• Extrato do texto:
......
A verdade é que Portugal tem uma dimensão reduzida, uma das mais pequenas populações da Europa, falta de capacidade de produção e baixo desenvolvimento económico. A tudo isto acresce a nossa insignificância política, reduzindo-nos a uma excessiva e quase total dependência externa.
Para sobrevivermos (convém não esquecer a crise do final dos anos 80 e da primeira “invasão” do FMI) vendemos a nossa agricultura e as nossas pescas a troco de uma “eurosubsidiação” que alimentou muitos “cofres”, ergueu muito betão, mas nem por isso sustentou o país.
Por força de uma urgente necessidade de desenvolvimento, a “pressa” em crescer deu origem a erros estratégicos de gestão, quer ao nível do sector público, quer do privado. A esta realidade juntou-se uma conjuntura internacional que fez explodir a economia.
......
• Extrato de dados:
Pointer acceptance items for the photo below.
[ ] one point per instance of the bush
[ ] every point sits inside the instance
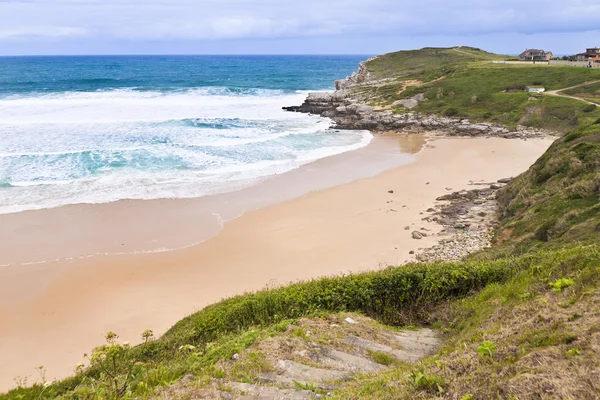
......
• Instruções da tarefa: Devolva, sem qualquer alteração, o trecho do extrato do texto que vai desde "Por força de" até "explodir a economia.", inclusive. A listagem não tem qualquer relação com o extrato do texto.

• Resultado da tarefa:
Por força de uma urgente necessidade de desenvolvimento, a “pressa” em crescer deu origem a erros estratégicos de gestão, quer ao nível do sector público, quer do privado. A esta realidade juntou-se uma conjuntura internacional que fez explodir a economia.